GIVEN ENTRIES:

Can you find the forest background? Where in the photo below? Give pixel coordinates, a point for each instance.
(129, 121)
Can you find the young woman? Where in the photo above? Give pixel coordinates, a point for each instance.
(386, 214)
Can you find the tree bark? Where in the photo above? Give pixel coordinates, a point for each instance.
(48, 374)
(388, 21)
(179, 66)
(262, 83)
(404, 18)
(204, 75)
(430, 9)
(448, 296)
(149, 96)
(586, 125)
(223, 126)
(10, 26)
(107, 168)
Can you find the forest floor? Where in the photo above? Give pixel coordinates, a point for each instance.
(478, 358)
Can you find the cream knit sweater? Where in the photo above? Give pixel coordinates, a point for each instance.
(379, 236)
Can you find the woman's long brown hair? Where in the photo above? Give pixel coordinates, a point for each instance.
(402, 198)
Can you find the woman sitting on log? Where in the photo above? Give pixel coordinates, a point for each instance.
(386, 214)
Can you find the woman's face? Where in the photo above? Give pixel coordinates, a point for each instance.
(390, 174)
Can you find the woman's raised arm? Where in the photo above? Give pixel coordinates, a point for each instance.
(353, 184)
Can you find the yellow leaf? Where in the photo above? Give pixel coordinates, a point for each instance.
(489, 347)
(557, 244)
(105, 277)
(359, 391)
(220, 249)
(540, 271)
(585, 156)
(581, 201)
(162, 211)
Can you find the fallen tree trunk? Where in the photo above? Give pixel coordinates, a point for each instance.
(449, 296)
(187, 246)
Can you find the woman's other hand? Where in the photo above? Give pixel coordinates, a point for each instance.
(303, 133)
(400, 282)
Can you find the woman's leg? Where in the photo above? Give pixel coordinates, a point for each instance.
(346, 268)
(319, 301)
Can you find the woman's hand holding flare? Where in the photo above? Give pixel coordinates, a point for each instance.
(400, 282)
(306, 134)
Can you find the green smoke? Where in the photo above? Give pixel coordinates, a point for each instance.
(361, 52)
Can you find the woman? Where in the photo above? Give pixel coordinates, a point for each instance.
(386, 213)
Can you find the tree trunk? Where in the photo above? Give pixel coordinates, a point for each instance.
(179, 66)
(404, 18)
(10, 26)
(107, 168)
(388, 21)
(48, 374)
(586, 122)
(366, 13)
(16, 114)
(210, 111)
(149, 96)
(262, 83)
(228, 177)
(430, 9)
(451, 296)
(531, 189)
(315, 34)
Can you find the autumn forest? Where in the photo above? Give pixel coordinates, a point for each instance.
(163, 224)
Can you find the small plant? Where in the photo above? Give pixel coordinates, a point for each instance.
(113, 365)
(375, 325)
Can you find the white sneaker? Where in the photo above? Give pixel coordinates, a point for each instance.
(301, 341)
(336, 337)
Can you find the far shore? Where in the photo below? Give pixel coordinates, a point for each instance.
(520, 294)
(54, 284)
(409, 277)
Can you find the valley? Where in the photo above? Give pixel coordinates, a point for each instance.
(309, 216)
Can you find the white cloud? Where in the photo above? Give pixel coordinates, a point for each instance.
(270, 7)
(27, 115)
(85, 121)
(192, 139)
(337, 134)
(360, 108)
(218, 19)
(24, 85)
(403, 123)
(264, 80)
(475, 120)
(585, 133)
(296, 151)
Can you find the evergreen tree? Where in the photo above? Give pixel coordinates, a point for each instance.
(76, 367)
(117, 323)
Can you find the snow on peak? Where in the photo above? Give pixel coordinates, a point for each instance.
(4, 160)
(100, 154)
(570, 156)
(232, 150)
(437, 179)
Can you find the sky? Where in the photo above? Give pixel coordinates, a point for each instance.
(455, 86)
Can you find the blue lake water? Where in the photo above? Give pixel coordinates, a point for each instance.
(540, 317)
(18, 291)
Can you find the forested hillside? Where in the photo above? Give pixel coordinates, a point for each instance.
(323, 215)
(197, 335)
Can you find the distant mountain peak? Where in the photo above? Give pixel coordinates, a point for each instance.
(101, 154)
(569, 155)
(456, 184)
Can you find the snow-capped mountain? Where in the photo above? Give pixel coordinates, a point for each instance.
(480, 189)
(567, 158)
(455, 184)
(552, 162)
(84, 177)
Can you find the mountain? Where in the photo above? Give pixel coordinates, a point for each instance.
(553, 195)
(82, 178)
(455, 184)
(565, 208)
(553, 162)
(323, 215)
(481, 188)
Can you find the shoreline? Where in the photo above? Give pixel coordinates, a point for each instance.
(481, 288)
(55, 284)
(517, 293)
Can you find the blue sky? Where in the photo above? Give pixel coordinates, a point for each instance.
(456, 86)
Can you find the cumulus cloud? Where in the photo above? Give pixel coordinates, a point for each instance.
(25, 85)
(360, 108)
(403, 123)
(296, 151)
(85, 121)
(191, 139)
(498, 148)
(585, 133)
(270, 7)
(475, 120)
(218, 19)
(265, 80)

TASK BRIEF: Without changing a word, restate the whole listing.

RESULT OF THE TASK:
Can you find the forest background? Where in the photo below? Give pixel coordinates, a point for each instance.
(129, 121)
Can you find the young woman? Where in the photo above? Give pixel coordinates, a point for each instance.
(386, 214)
Can you find the tree bark? Where in the photo above? Give pixel coordinates, a point for each instance.
(48, 374)
(388, 21)
(179, 66)
(262, 83)
(404, 18)
(204, 75)
(430, 9)
(448, 296)
(149, 96)
(586, 125)
(223, 126)
(10, 26)
(107, 168)
Can you find the forest floor? Where in the photo above? Give pixel coordinates, a point for each instance.
(478, 358)
Can you find the cream knit sweater? Where in the photo above? Give pixel coordinates, a point for each instance.
(379, 236)
Can you find the woman's long brown hair? Where in the photo above? Give pixel coordinates, a point for each instance.
(402, 198)
Can you find the woman sitting on log? Where in the photo above? Give pixel coordinates, a point for each instance.
(386, 214)
Can you find the woman's face? Where in the photo above? Give pixel coordinates, a point for each instance.
(390, 174)
Can you find the woman's raised arm? Where in the photo above? Give pixel coordinates, a point for each instance.
(353, 184)
Can you find the yellow leaf? Where in the photo above? Give pixel coordinates, a point for each instance.
(489, 347)
(557, 244)
(105, 277)
(359, 391)
(220, 249)
(540, 271)
(585, 156)
(581, 201)
(162, 211)
Can you find the fallen tree trunk? Where in the photo above? Give pixel coordinates, a point for each instance.
(449, 296)
(187, 246)
Can you find the woman's other hand? Where in the photo above? Give pixel coordinates, a point for each instance.
(303, 133)
(400, 282)
Can you find the woman's leg? Where in the photo above? Give pixel coordinates, a point for each instance.
(346, 268)
(319, 301)
Can you find the woman's hand holding flare? Where in the photo above? Give pixel coordinates, a point for each instance.
(400, 282)
(306, 134)
Can you find the green smoke? Where in the photo above? Give pixel coordinates, a point for each instance.
(361, 52)
Can you find the woman? Where in the photo above? Give pixel coordinates, a point for each instance.
(386, 213)
Can you find the tree trunk? Where in the photo above? Give pixel coordinates, a point for each instance.
(179, 66)
(404, 18)
(10, 26)
(107, 168)
(388, 21)
(48, 374)
(586, 122)
(366, 13)
(16, 114)
(210, 111)
(149, 96)
(262, 83)
(228, 177)
(430, 9)
(451, 296)
(531, 189)
(315, 34)
Can you find the autumn forest? Where in the photo above? Give pixel coordinates, a point for each instance.
(163, 224)
Can you find the small plant? Where in the photo above? Give pixel coordinates, a point for each instance.
(113, 365)
(375, 325)
Can you find the white sneaker? Where in the photo above? Give pixel coordinates, a point for each instance.
(301, 341)
(336, 337)
Can you find the far shore? Where in the photo below? Give pixel coordinates, a point for each instance.
(520, 294)
(54, 284)
(409, 277)
Can you find the valley? Where in the photo above? Give pixel coordinates, a point for each instance.
(309, 216)
Can you find the white cloud? Where in the photo above? Give pixel coordinates, a point for each instance.
(270, 7)
(27, 115)
(85, 121)
(192, 139)
(337, 134)
(360, 108)
(218, 19)
(24, 85)
(403, 123)
(264, 80)
(475, 120)
(585, 133)
(296, 151)
Can you find the evergreen tree? Where in the photo above? Give pixel coordinates, a point for each instance.
(76, 367)
(117, 323)
Can you find the snow on peak? Where in the photo above? Give pixel coordinates, a point for each instance.
(4, 160)
(100, 154)
(570, 156)
(232, 150)
(437, 179)
Can you find the sky? Where in the photo above? Give pixel coordinates, a point for each instance.
(455, 86)
Can you find the blue lake water? Where in the photo above? Give pixel coordinates, a point for each instance.
(540, 317)
(18, 291)
Can you find the forested hillside? Where in the photo above? Give pixel coordinates, a point for each instance.
(323, 215)
(197, 335)
Can you find the distant mountain peak? Where in the photo above? Give pixel coordinates, a point for each instance.
(101, 154)
(569, 155)
(456, 184)
Can you find the snow-capped mountain? Where in the photo above? Give pixel coordinates, a point for each instance.
(480, 189)
(567, 158)
(455, 184)
(552, 162)
(84, 177)
Can you find the mountain? Where in the photo above? Give pixel coordinates, a point for each instance.
(553, 195)
(82, 178)
(455, 184)
(565, 208)
(553, 162)
(323, 215)
(481, 188)
Can you find the shoreline? Where in the photo above? Give pixel coordinates, a point for each instance.
(481, 288)
(55, 284)
(517, 293)
Can you find the blue sky? Where in the photo above? Give pixel coordinates, a point for each instance.
(456, 86)
Can you find the cumulus cloud? Where in the photo above? Give pixel coordinates, a point for each instance.
(25, 85)
(360, 108)
(403, 123)
(296, 151)
(85, 121)
(191, 139)
(498, 148)
(585, 133)
(270, 7)
(475, 120)
(218, 19)
(265, 80)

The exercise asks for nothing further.